Part of a data file
________________

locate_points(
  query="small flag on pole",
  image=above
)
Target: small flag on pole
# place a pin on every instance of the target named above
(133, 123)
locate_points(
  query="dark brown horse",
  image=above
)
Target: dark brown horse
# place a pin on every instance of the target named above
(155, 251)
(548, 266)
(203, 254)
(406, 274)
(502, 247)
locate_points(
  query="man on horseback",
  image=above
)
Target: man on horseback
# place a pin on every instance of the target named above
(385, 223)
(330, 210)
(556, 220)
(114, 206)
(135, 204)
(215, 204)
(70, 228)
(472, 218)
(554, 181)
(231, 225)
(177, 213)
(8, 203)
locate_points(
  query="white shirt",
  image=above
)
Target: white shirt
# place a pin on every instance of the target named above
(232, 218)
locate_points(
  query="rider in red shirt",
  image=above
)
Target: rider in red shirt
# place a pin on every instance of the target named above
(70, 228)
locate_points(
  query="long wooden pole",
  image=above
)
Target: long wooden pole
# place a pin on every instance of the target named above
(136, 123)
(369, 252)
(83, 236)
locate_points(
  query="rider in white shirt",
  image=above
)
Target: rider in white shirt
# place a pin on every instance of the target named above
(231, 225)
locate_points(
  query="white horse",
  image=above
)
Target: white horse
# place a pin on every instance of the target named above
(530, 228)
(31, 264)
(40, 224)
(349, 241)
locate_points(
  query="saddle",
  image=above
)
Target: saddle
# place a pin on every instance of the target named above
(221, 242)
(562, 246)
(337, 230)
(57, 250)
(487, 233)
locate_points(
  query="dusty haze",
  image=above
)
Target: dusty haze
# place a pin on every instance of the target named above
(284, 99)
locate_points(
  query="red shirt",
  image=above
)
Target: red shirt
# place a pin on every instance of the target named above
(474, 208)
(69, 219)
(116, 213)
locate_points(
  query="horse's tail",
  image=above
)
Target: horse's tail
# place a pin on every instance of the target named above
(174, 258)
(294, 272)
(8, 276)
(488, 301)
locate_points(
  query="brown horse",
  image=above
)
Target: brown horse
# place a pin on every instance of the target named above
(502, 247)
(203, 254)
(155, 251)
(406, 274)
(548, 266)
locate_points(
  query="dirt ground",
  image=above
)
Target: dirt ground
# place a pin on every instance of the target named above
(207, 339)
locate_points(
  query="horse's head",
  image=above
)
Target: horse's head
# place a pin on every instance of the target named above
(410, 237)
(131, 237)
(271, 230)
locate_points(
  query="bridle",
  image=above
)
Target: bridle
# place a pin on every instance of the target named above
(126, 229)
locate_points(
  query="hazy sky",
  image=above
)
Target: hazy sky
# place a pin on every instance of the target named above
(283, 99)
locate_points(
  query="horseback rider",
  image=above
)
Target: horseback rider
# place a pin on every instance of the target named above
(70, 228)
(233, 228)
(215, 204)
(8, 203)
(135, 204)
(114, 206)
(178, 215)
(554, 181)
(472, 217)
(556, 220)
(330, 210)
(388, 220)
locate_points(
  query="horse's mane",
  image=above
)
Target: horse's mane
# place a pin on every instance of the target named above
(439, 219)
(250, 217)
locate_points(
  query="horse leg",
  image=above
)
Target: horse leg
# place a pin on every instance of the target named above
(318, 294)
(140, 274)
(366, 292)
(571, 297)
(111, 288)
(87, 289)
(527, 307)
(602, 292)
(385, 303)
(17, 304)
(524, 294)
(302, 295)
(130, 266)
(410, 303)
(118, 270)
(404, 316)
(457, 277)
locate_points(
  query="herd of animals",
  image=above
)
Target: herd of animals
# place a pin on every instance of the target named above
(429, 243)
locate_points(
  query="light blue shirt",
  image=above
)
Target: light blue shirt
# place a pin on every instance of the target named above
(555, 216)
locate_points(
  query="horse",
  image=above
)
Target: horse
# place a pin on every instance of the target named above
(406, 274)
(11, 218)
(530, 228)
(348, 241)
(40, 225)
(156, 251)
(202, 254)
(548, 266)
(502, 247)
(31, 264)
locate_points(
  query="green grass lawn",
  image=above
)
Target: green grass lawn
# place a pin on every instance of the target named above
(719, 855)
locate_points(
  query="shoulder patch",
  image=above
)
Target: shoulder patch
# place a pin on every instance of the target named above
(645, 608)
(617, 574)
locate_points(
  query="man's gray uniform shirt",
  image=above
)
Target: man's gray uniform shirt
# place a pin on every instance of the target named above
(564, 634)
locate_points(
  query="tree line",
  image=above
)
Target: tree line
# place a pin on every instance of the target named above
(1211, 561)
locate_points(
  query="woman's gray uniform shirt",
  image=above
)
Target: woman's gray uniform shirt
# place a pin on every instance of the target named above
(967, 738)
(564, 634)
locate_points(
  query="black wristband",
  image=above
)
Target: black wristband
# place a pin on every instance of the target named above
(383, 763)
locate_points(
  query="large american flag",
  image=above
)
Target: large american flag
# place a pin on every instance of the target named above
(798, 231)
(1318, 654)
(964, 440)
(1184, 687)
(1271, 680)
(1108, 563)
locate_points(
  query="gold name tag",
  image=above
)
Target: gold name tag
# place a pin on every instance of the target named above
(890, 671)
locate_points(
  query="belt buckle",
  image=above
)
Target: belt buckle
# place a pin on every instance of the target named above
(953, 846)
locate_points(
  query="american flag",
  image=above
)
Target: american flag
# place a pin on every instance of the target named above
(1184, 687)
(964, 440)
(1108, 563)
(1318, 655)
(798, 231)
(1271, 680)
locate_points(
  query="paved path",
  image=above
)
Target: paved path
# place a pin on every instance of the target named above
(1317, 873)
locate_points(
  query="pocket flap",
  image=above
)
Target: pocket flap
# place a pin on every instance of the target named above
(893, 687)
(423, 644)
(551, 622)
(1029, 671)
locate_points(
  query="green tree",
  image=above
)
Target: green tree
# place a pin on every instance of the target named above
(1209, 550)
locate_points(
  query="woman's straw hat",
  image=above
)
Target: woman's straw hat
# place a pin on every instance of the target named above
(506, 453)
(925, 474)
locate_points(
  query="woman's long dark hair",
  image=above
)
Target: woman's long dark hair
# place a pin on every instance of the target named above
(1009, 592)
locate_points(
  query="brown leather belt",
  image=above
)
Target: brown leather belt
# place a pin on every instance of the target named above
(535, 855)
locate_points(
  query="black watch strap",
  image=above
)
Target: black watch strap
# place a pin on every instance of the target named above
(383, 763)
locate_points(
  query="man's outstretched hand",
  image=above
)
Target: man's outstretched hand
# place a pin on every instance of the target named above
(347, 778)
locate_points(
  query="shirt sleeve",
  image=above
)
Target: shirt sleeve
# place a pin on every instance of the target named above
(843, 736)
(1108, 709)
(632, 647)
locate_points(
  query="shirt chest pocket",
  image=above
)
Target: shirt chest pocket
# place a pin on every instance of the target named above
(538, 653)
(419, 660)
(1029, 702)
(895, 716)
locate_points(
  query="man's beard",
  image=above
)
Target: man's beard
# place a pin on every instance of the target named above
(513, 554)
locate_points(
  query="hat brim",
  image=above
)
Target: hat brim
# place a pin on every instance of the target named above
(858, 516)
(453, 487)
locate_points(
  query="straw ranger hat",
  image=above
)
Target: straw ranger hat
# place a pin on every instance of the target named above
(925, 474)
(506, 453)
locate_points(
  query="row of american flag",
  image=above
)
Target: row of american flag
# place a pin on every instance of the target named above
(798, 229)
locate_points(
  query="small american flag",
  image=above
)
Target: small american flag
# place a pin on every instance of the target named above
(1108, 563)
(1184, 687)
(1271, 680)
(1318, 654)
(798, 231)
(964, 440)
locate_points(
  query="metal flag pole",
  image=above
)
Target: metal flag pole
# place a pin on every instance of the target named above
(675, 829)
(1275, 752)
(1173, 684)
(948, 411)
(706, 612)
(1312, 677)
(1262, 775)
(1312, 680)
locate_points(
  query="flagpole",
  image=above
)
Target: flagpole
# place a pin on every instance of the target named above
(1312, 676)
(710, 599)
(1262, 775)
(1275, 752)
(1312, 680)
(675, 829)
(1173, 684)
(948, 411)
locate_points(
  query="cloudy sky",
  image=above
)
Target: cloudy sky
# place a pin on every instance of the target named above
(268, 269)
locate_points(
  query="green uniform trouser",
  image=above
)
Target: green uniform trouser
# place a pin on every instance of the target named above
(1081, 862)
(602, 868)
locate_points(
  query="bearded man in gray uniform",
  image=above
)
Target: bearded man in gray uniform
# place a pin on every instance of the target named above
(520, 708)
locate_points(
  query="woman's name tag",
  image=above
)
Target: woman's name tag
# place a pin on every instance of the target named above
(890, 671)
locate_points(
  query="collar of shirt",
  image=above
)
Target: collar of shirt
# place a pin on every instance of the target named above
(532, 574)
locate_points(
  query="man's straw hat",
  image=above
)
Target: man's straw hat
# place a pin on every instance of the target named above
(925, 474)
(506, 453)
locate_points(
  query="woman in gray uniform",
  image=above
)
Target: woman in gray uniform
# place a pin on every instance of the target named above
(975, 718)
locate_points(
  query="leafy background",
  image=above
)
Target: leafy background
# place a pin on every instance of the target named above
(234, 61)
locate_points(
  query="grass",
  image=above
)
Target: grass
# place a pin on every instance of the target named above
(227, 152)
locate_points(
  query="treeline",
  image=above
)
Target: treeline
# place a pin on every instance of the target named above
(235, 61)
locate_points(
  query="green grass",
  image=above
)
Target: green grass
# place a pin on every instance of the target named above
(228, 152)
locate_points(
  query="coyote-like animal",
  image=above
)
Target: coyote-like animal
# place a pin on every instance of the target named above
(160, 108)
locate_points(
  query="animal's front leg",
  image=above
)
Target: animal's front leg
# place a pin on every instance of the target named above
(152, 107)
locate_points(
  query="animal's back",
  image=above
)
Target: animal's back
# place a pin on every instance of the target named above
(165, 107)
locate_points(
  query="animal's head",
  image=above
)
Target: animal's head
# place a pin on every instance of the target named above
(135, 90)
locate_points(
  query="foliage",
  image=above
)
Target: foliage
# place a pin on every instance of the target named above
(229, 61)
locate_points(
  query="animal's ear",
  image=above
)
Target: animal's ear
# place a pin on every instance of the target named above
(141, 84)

________________

*STATED EXERCISE*: Collect every line of the data above that contains the string "tail", and treat case as significant.

*FULL OUTPUT*:
  query="horse's tail",
Target: horse's tail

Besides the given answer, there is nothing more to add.